═══ Passage given ═══

The issue is that you can't continue from panicked state.
You should be able to do that without going through paused.

> > +        }
> >      }
> >  }
> >  
> > @@ -686,8 +688,7 @@ int runstate_is_running(void)
> >  bool runstate_needs_reset(void)
> >  {
> >      return runstate_check(RUN_STATE_INTERNAL_ERROR) ||
> > -        runstate_check(RUN_STATE_SHUTDOWN) ||
> > -        runstate_check(RUN_STATE_GUEST_PANICKED);
> > +        runstate_check(RUN_STATE_SHUTDOWN);
> >  }
> >  
> >  StatusInfo *qmp_query_status(Error **errp)
> >
Michael S. Tsirkin - Oct. 31, 2013, 4:28 p.m.
On Thu, Oct 31, 2013 at 05:17:24PM +0100, Paolo Bonzini wrote:
> Il 31/10/2013 17:14, Michael S. Tsirkin ha scritto:
> >> PANICKED->DEBUG was added by commit bc7d0e667.  That commit can be
> >> reverted if the panicked state is removed from runstate_needs_reset.
> > 
> > Okay so let's drop the code duplication and explicitly make
> > them the same?
> > 
> > Signed-off-by: Michael S. Tsirkin <mst@redhat.com>
> > 
> > 
> > diff --git a/vl.c b/vl.c
> > index 46c29c4..e12d317 100644
> > --- a/vl.c
> > +++ b/vl.c
> > @@ -638,10 +638,6 @@ static const RunStateTransition runstate_transitions_def[] = {
> >      { RUN_STATE_WATCHDOG, RUN_STATE_RUNNING },
> >      { RUN_STATE_WATCHDOG, RUN_STATE_FINISH_MIGRATE },
> >  
> > -    { RUN_STATE_GUEST_PANICKED, RUN_STATE_PAUSED },
> > -    { RUN_STATE_GUEST_PANICKED, RUN_STATE_FINISH_MIGRATE },
> > -    { RUN_STATE_GUEST_PANICKED, RUN_STATE_DEBUG },
> > -
> >      { RUN_STATE_MAX, RUN_STATE_MAX },
> >  };
> >  
> > @@ -660,6 +656,12 @@ static void runstate_init(void)

═══ Entries shown ═══

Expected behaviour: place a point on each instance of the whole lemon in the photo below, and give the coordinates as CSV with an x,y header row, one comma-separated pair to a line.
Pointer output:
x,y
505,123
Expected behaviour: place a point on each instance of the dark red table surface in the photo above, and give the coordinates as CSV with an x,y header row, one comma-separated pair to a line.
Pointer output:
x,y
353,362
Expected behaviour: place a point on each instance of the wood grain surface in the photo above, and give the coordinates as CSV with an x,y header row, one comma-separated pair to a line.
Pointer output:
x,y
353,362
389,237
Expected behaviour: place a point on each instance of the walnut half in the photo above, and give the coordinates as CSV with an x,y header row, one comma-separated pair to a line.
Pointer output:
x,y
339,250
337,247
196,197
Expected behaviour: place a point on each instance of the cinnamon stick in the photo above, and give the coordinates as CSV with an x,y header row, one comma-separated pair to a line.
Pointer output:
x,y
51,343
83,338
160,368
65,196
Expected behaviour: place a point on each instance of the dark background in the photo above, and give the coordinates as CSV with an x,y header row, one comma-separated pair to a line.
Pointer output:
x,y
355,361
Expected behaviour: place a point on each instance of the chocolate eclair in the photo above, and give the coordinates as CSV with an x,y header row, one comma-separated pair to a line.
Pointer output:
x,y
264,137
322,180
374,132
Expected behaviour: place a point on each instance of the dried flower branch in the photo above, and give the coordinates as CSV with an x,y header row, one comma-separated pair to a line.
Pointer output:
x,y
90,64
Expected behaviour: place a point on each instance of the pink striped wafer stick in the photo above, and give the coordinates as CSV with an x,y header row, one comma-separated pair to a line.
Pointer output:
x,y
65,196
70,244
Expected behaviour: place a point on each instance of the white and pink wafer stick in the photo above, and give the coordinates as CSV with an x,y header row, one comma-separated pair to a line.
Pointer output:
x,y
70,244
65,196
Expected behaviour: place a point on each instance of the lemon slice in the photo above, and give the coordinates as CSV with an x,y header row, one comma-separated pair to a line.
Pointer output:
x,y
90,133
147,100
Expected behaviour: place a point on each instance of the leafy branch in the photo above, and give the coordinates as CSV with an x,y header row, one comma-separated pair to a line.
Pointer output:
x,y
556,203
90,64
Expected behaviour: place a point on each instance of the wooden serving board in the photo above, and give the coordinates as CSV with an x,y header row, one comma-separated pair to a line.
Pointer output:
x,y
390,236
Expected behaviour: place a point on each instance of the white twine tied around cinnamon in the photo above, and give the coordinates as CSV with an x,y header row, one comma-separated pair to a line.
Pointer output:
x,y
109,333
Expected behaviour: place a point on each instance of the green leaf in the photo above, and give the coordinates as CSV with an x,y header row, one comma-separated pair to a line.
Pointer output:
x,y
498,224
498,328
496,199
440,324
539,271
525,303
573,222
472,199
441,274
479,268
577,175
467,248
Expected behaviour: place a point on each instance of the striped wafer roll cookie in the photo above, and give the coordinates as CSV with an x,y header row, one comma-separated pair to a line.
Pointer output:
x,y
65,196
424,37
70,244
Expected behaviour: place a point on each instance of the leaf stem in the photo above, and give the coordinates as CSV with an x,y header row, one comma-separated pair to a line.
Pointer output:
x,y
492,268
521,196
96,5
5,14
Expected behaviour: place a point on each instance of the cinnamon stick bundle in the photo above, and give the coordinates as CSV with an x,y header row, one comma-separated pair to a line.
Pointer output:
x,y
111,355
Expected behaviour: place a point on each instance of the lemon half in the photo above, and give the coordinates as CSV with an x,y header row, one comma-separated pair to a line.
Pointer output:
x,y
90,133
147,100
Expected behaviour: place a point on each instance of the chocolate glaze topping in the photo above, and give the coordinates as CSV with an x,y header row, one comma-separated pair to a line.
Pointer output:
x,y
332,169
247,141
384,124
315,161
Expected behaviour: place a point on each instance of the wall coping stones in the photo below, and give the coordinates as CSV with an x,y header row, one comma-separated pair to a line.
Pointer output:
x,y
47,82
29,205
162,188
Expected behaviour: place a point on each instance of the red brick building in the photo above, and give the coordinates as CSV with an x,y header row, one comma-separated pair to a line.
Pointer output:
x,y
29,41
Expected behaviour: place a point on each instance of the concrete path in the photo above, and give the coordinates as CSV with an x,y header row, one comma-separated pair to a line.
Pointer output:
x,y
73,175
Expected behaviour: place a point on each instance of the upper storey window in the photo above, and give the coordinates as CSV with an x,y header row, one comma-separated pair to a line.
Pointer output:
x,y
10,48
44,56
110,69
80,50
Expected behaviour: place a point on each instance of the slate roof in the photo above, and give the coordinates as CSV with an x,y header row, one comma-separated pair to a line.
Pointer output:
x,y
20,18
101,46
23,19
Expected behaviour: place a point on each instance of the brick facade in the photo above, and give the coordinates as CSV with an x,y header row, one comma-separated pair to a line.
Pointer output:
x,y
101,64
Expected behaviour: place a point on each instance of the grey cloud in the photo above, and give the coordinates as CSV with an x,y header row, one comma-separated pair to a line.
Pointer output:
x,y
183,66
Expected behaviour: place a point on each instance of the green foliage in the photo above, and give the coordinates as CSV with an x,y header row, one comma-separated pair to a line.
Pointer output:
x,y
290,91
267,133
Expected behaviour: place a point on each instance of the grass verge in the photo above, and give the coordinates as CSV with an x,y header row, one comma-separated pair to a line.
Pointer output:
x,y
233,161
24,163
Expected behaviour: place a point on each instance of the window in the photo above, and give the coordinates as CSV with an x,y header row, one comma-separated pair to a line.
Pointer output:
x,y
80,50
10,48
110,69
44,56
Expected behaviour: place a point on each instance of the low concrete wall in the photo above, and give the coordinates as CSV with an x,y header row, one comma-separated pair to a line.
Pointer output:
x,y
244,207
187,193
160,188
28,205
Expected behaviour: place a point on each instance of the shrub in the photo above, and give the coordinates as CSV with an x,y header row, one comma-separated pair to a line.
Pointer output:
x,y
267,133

═══

__What is asked__.
[1] Name every function that appears in the run-state patch discussion.
[2] Carry the run-state patch discussion forward from its last line.

__Results of the exercise__.
[1] runstate_is_running, runstate_needs_reset, runstate_check, qmp_query_status, runstate_init

[2]
> >  
> >      for (p = &runstate_transitions_def[0]; p->from != RUN_STATE_MAX; p++) {
> >          runstate_valid_transitions[p->from][p->to] = true;
> > +        /* Panicked state is same as paused, we only made it different so
> > +         * management can detect a panic.
> > +         */
> > +        if (p->from == RUN_STATE_PAUSED) {
> > +            runstate_valid_transitions[RUN_STATE_GUEST_PANICKED][p->to] = true;
> 
> It makes only sense to me if you do that for IO_ERROR and WATCHDOG as
> well,

Yea, let's do that.

> and perhaps there are others I'm missing.
>  Just add a comment
> before runstate_transitions_def's entries for PANICKED, IO_ERROR and
> WATCHDOG.

comments don't compile :)

> But again, it is somewhat separate from the issue at hand, which is to
> finally make pvpanic usable and hopefully before 1.7.
> 
> Paolo
> 
> > +        }
> >      }
> >  }
> >  
> > @@ -686,8 +688,7 @@ int runstate_is_running(void)
> >  bool runstate_needs_reset(void)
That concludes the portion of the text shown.